## Problem details
From the records below, extract every line that contains the word "yellow", copying each such line in full.

## Source material
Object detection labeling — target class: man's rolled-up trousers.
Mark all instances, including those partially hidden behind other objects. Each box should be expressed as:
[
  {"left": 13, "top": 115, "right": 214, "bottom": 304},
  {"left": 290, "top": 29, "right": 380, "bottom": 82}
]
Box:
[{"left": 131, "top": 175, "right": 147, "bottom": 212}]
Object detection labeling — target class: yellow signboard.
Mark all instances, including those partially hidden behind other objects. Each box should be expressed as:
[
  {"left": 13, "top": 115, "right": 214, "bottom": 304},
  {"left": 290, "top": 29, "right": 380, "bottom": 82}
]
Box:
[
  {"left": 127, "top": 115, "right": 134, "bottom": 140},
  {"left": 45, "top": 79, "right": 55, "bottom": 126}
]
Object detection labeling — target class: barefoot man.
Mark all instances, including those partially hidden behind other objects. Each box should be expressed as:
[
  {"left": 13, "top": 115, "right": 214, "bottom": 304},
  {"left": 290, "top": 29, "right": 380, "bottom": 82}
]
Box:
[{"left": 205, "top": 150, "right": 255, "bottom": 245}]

==

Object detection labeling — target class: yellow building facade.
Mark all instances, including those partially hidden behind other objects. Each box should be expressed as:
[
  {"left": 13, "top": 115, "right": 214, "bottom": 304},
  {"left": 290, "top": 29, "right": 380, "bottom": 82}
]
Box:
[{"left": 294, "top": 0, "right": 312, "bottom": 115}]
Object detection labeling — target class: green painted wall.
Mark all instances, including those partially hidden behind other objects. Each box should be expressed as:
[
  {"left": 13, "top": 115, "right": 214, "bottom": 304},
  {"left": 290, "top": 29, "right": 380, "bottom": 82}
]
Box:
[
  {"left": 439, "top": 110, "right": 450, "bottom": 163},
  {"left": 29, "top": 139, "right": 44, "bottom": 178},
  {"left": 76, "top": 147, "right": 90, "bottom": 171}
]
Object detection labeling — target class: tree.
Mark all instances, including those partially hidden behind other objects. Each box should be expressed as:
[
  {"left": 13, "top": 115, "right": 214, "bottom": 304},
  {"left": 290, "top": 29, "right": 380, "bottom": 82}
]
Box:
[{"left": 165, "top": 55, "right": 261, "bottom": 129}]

* * *

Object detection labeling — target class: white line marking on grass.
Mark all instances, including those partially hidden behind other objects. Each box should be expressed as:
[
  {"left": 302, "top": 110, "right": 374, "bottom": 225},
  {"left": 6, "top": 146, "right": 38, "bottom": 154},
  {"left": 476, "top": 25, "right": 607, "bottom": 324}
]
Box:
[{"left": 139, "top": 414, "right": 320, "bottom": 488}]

## Solution
Object detection labeling — target class: yellow signboard.
Object detection labeling — target class: yellow building facade.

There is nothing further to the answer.